How to complete this task: The whole listing is to be retyped exactly as it appears.

Available data:

※

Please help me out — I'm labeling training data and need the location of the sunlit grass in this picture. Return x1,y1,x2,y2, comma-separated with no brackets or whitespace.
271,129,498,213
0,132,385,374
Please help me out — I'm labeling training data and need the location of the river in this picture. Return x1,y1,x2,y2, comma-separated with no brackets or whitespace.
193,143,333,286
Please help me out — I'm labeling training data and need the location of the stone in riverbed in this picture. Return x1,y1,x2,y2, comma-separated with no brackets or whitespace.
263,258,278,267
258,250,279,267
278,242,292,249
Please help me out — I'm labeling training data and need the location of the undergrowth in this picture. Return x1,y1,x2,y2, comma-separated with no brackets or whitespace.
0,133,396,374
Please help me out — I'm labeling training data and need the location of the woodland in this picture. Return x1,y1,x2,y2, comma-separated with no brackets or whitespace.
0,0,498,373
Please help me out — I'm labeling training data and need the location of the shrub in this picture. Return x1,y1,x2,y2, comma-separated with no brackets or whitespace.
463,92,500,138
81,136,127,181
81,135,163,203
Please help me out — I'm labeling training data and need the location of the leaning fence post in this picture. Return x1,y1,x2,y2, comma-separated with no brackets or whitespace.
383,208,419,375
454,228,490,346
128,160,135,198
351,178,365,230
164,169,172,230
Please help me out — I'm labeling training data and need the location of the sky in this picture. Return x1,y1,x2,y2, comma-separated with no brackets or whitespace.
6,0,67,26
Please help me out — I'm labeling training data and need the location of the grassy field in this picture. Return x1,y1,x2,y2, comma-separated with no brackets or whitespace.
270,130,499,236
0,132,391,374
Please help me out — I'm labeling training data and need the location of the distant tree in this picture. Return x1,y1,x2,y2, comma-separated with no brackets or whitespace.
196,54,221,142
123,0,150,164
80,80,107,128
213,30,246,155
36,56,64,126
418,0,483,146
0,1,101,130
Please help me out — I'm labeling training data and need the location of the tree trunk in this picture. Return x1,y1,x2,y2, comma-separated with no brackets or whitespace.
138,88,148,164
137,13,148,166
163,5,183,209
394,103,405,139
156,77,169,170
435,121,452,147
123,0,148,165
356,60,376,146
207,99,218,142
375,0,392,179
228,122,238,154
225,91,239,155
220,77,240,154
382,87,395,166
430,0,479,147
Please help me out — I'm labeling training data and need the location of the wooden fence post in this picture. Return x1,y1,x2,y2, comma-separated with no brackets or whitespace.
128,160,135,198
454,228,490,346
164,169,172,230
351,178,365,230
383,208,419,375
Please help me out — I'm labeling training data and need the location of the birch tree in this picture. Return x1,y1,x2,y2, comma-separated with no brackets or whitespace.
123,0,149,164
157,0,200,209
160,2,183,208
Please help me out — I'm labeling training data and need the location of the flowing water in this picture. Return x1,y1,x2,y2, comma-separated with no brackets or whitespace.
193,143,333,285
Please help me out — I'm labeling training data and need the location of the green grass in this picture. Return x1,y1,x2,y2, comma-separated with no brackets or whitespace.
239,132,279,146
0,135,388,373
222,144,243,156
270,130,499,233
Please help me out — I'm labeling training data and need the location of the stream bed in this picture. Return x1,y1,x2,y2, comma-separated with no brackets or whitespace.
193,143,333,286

※

Output of the task:
Please help me out — I'm labeling training data and need the location of the sunlit grass in this picture. Return x1,y1,x2,y2, comma-separated with no brackets or whitespace.
271,129,498,213
0,132,385,374
Please help me out — I'm labeling training data and need the location of the river in this picture. Return x1,y1,x2,y2, comma-separated with no brackets or whitespace.
193,143,333,286
Please help me out — I'm labeling training data and need the location of the stone in riverbed in this picture. Return x1,y1,x2,y2, comma-separated with no brackets or whitespace.
263,258,278,267
258,250,279,267
278,242,292,249
Please help me out — I'm labeling training data and need the location of the undergrowth in this picture. Return x1,y1,x2,y2, comma-separated with no brackets or whitespace.
0,133,396,374
Please help me out — I'm labeling training data and need the location of the woodland in this picture. Return x1,y1,x2,y2, comma-separated with no brackets or whitespace.
0,0,498,373
Please help me out — I'm labeling training data and need the location of the shrub in this picture. Return x1,y1,x2,y2, comma-separated with no brackets or whitespace.
463,92,500,138
81,136,127,181
81,135,163,203
Please help me out — I'm labeling training data and need the location of the leaning fence post in this picture. Return x1,y1,x2,y2, comma-separated with no brackets or whitespace.
383,208,419,375
454,228,490,346
128,160,135,198
351,178,365,230
164,169,172,230
Please help me out — I'm labeling training data and need the location of the sky in this picture. Return x1,y1,x2,y2, comma-separated with no brackets or whitespace.
6,0,67,26
Please help me out — I'm labeling training data and need the location of the grassy field in this picture. Return x1,y1,x2,y2, comma-separated with no brackets or whitespace.
270,130,499,236
0,132,391,374
Please help me out — I'm labeling training data and need the location of the distant tree in this picture. Return x1,y1,x2,y2, comma-separated with no brackets or whitespace.
196,54,221,142
123,0,150,164
80,80,107,128
213,30,246,155
36,56,64,126
418,0,483,146
0,1,101,130
Please help me out — I'm labeling training data and need the location of the tree trunk in this picture. Return x1,y1,x2,y2, comma-separated with no brackets or whitespace.
138,88,148,164
137,13,148,166
163,5,183,209
394,103,405,139
156,77,169,170
435,121,452,147
123,0,148,165
356,60,376,146
207,99,218,142
375,0,392,179
228,122,238,154
225,91,239,155
220,77,240,154
382,87,395,166
430,0,479,147
Please help me out — I'm labeling training data and need the location of the wooden fence post in this picture. Return x1,y1,x2,y2, comma-separated with no brackets or whitespace.
128,160,135,198
454,228,490,346
164,169,172,230
351,178,365,230
383,208,419,375
Please help me out — I'm labeling training data and need the location of the birch tree in this picture. Return x1,y1,x2,y2, comma-separated with no brackets or whitespace.
123,0,149,164
157,0,200,209
160,2,183,208
Please help me out — I'm labeling training data and need the location of the flowing water in this picture. Return x1,y1,x2,y2, comma-separated with no brackets or whitespace.
193,143,333,285
Please help me out — I'm labeling training data and need the location of the green grass in this picture. Return x1,y1,x2,y2, comma-separated with no brackets or whitespace.
239,132,279,146
0,135,388,373
222,144,243,156
270,130,499,233
Please help me out — I'm labeling training data and need the location of the stream bed in this picture. Return x1,y1,x2,y2, comma-separated with no brackets or whitespace.
193,143,333,286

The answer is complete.